What to produce: Arrange every line of the data below as a Markdown table with two columns, Row and Line. Number the rows in order and leave out blank lines.

— start —

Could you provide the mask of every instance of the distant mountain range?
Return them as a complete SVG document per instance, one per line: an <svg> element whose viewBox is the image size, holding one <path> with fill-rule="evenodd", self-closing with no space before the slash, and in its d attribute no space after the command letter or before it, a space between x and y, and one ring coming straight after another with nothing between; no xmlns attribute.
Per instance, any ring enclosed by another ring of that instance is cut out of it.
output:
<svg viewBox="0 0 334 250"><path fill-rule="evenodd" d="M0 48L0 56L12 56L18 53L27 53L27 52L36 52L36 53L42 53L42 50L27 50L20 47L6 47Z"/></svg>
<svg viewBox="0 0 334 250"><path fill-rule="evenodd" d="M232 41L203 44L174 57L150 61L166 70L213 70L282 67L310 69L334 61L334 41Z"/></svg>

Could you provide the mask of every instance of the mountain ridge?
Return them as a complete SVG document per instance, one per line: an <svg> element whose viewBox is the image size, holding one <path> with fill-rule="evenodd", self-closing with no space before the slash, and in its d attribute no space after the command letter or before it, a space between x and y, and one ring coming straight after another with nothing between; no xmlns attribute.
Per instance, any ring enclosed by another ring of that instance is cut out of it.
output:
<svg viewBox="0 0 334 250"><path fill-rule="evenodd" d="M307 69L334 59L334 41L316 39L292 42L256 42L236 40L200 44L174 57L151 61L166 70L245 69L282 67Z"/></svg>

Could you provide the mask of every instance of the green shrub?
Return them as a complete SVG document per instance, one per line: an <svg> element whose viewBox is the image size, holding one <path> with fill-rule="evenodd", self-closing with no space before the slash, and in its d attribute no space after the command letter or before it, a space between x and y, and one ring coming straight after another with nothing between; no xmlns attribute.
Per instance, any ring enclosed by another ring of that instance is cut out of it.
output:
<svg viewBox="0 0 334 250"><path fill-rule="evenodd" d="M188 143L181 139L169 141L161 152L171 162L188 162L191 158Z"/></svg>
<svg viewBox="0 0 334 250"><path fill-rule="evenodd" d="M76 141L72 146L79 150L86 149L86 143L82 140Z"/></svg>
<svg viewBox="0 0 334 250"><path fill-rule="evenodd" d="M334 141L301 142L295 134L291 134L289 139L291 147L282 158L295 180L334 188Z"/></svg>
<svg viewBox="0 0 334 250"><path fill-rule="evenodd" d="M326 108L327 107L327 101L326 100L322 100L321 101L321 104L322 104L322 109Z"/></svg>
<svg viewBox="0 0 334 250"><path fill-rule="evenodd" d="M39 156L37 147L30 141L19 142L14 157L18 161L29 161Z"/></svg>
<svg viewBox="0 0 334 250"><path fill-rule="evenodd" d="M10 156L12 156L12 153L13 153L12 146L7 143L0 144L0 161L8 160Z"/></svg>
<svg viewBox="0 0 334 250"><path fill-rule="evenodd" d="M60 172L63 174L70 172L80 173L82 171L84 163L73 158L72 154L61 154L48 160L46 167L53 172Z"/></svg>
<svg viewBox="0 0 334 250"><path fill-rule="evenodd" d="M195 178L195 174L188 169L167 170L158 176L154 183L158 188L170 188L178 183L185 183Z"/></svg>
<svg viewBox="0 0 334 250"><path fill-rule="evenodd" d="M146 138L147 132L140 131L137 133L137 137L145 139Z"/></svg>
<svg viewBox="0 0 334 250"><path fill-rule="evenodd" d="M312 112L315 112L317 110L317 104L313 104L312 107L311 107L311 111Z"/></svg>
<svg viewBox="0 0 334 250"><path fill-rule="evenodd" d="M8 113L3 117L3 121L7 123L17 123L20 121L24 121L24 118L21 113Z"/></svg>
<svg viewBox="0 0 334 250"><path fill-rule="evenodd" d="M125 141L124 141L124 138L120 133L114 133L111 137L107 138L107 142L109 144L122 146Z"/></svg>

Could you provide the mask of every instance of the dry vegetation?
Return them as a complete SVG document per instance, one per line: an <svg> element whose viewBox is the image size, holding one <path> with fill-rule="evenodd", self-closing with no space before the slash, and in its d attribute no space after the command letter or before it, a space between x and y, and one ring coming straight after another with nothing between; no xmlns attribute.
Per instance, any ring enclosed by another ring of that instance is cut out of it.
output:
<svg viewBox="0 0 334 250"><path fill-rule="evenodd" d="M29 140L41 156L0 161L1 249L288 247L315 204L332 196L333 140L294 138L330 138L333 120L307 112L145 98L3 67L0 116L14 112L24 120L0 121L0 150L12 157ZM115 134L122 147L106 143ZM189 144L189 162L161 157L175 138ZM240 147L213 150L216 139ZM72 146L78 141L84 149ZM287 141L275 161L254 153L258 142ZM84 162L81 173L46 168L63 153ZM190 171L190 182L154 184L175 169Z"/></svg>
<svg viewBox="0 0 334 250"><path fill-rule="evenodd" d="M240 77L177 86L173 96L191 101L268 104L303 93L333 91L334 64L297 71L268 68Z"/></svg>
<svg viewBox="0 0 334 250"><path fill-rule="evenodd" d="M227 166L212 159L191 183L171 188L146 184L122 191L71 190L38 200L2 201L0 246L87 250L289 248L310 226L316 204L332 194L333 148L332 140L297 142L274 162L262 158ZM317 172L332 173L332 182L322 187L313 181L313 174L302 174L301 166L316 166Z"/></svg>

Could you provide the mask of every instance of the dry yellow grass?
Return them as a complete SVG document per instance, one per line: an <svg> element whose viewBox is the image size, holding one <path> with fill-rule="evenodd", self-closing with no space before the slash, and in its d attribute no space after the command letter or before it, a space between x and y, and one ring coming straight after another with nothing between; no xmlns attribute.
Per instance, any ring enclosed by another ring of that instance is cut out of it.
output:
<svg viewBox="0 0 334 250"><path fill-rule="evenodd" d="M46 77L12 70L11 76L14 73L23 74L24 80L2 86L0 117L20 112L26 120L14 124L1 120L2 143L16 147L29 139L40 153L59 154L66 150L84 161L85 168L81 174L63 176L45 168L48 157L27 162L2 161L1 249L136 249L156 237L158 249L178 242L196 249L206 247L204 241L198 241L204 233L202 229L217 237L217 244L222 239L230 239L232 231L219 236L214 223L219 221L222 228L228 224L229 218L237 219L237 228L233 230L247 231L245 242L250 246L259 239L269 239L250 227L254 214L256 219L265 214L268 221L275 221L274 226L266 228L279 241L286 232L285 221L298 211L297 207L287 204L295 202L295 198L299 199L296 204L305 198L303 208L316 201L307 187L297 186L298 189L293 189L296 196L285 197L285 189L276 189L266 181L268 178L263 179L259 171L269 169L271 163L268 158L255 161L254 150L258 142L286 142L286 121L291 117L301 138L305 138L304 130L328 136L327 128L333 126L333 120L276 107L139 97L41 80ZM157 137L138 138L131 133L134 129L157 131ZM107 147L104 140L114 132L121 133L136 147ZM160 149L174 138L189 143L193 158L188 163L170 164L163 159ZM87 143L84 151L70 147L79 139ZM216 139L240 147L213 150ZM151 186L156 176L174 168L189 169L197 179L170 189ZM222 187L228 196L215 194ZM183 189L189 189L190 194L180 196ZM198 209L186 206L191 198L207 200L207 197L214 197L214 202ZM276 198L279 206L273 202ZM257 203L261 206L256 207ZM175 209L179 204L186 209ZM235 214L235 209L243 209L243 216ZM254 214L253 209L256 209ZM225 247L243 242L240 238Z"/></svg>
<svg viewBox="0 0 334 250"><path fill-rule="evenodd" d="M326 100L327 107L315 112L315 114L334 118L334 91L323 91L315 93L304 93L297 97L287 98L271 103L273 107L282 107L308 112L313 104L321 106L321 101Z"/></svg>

— end —

Solution:
| Row | Line |
|---|---|
| 1 | Could you provide the mask of every instance of the distant mountain range? |
| 2 | Return them as a complete SVG document per instance, one per line: an <svg> element whose viewBox is the image size, holding one <path> with fill-rule="evenodd", self-closing with no space before the slash, and in its d attribute no space after the command letter or before it, a space between x and y, and one ring coming straight after another with nothing between; no xmlns attribute. |
| 3 | Per instance, any ring enclosed by another ring of that instance is cut out of it. |
| 4 | output: |
| 5 | <svg viewBox="0 0 334 250"><path fill-rule="evenodd" d="M0 48L0 56L12 56L18 53L27 53L27 52L36 52L36 53L42 53L42 50L27 50L20 47L6 47Z"/></svg> |
| 6 | <svg viewBox="0 0 334 250"><path fill-rule="evenodd" d="M232 41L203 44L174 57L150 61L166 70L213 70L282 67L310 69L334 61L334 41Z"/></svg> |
| 7 | Could you provide the mask of every instance of the mountain ridge? |
| 8 | Return them as a complete SVG document per instance, one per line: an <svg> element whose viewBox is the image size, holding one <path> with fill-rule="evenodd", self-closing with no space before the slash, and in its d attribute no space after the command letter or before it, a space between x and y, and one ring coming straight after another with nothing between; no xmlns attribute. |
| 9 | Per instance, any ring enclosed by another ring of that instance is cut out of it. |
| 10 | output: |
| 11 | <svg viewBox="0 0 334 250"><path fill-rule="evenodd" d="M307 69L334 59L334 41L316 39L292 42L256 42L236 40L200 44L174 57L151 61L166 70L245 69L282 67Z"/></svg> |
| 12 | Could you provide the mask of every instance of the green shrub? |
| 13 | Return them as a complete SVG document per instance, one per line: an <svg> element whose viewBox is the image size, holding one <path> with fill-rule="evenodd", self-closing with no space before the slash, and in its d attribute no space after the command letter or before it, a space between x and y, and one ring coming straight after another with nothing between; no xmlns attribute. |
| 14 | Per instance, any ring enclosed by another ring of that instance is cut out of it. |
| 15 | output: |
| 16 | <svg viewBox="0 0 334 250"><path fill-rule="evenodd" d="M188 143L181 139L169 141L161 152L171 162L188 162L191 158Z"/></svg> |
| 17 | <svg viewBox="0 0 334 250"><path fill-rule="evenodd" d="M76 141L72 146L79 150L86 149L86 143L82 140Z"/></svg> |
| 18 | <svg viewBox="0 0 334 250"><path fill-rule="evenodd" d="M334 141L301 142L295 134L291 134L289 139L291 147L282 158L295 180L334 188Z"/></svg> |
| 19 | <svg viewBox="0 0 334 250"><path fill-rule="evenodd" d="M326 108L327 107L327 101L326 100L322 100L321 101L321 104L322 104L322 109Z"/></svg> |
| 20 | <svg viewBox="0 0 334 250"><path fill-rule="evenodd" d="M39 156L37 147L30 141L19 142L14 157L18 161L29 161Z"/></svg> |
| 21 | <svg viewBox="0 0 334 250"><path fill-rule="evenodd" d="M10 156L12 156L12 153L13 153L12 146L7 143L0 144L0 161L8 160Z"/></svg> |
| 22 | <svg viewBox="0 0 334 250"><path fill-rule="evenodd" d="M60 172L63 174L70 172L80 173L82 171L84 163L73 158L72 154L61 154L48 160L46 167L53 172Z"/></svg> |
| 23 | <svg viewBox="0 0 334 250"><path fill-rule="evenodd" d="M195 178L195 174L188 169L167 170L158 176L154 183L158 188L170 188L178 183L185 183Z"/></svg> |
| 24 | <svg viewBox="0 0 334 250"><path fill-rule="evenodd" d="M146 138L147 132L140 131L137 133L137 137L145 139Z"/></svg> |
| 25 | <svg viewBox="0 0 334 250"><path fill-rule="evenodd" d="M312 112L315 112L317 110L317 104L313 104L312 107L311 107L311 111Z"/></svg> |
| 26 | <svg viewBox="0 0 334 250"><path fill-rule="evenodd" d="M8 113L3 117L3 121L7 123L17 123L20 121L24 121L24 118L21 113Z"/></svg> |
| 27 | <svg viewBox="0 0 334 250"><path fill-rule="evenodd" d="M125 141L124 141L124 138L120 133L114 133L111 137L107 138L107 142L109 144L122 146Z"/></svg> |
| 28 | Could you provide the mask of every instance of the dry vegetation? |
| 29 | Return them as a complete SVG document per instance, one per line: an <svg> element whose viewBox is the image size, holding one <path> with fill-rule="evenodd", self-closing with no space before the slash, and in its d attribute no space after the command letter or before it, a space between x and y, and one ring coming straight after another with nothing between; no xmlns attribute. |
| 30 | Per instance, any ring enclosed by another ring of that instance is cut out of it. |
| 31 | output: |
| 32 | <svg viewBox="0 0 334 250"><path fill-rule="evenodd" d="M29 140L41 156L0 161L1 249L288 247L315 204L332 196L333 140L294 138L330 138L333 120L307 112L145 98L3 67L0 116L14 112L24 120L0 121L0 150L12 157ZM115 134L122 147L106 143ZM189 144L189 162L161 157L175 138ZM240 147L213 150L216 139ZM72 146L78 141L84 149ZM287 141L275 161L254 153L258 142ZM84 162L81 173L46 168L63 153ZM190 171L190 182L154 184L175 169Z"/></svg> |
| 33 | <svg viewBox="0 0 334 250"><path fill-rule="evenodd" d="M240 77L177 86L173 96L191 101L268 104L303 93L333 91L334 64L297 71L268 68Z"/></svg> |
| 34 | <svg viewBox="0 0 334 250"><path fill-rule="evenodd" d="M227 166L212 159L191 183L171 188L146 184L122 191L71 190L38 200L2 201L0 246L87 250L289 248L310 226L316 204L332 194L333 148L332 140L297 142L274 162L262 158ZM317 172L332 173L332 182L322 187L313 181L313 174L302 174L301 166L316 166Z"/></svg> |
| 35 | Could you provide the mask of every instance of the dry yellow grass? |
| 36 | Return them as a complete SVG document per instance, one per line: an <svg> element whose viewBox is the image size, holding one <path> with fill-rule="evenodd", self-closing with no space before the slash, and in its d attribute no space after the command letter or before it, a space between x and y, and one ring coming straight after another with nothing between; no xmlns attribute. |
| 37 | Per instance, any ring enclosed by another ring of that instance is cut out of it. |
| 38 | output: |
| 39 | <svg viewBox="0 0 334 250"><path fill-rule="evenodd" d="M46 77L12 70L11 76L14 73L23 74L24 80L2 86L0 117L20 112L26 120L14 124L1 120L2 143L16 147L29 139L40 153L59 154L66 150L84 161L85 168L81 174L63 176L45 168L48 157L27 162L2 161L1 249L136 249L156 237L158 249L178 242L196 249L206 247L204 241L198 241L204 233L202 229L217 237L217 244L222 239L230 239L232 231L219 236L214 223L219 221L222 228L228 224L229 218L237 219L237 228L233 230L247 231L245 242L250 246L259 239L269 239L250 227L254 214L256 219L265 214L268 221L275 221L274 226L266 228L279 241L286 232L285 221L298 211L297 207L287 204L295 202L295 198L299 199L296 204L305 198L303 208L316 201L307 187L297 186L298 189L293 189L296 196L285 197L285 189L276 189L266 181L268 178L263 179L259 171L269 169L271 163L268 158L255 161L254 150L258 142L286 142L286 121L291 117L301 138L305 138L304 130L328 136L327 128L333 126L333 120L276 107L139 97L41 80ZM157 137L138 138L131 133L134 129L157 131ZM107 147L104 140L114 132L121 133L136 147ZM160 149L174 138L189 143L193 158L188 163L170 164L163 159ZM87 143L84 151L70 147L79 139ZM216 139L240 147L213 150ZM151 186L156 176L174 168L189 169L197 179L170 189ZM222 187L228 196L215 194ZM183 189L189 189L190 194L180 196ZM198 209L186 206L191 198L207 200L207 197L214 197L214 202ZM276 198L279 206L273 202ZM257 203L261 206L256 207ZM175 209L179 204L186 209ZM235 214L235 209L243 209L243 216ZM254 214L253 209L256 209ZM225 247L243 242L240 238Z"/></svg> |
| 40 | <svg viewBox="0 0 334 250"><path fill-rule="evenodd" d="M326 100L327 107L315 112L315 114L334 118L334 91L323 91L315 93L304 93L297 97L287 98L271 103L273 107L282 107L308 112L313 104L321 106L321 101Z"/></svg> |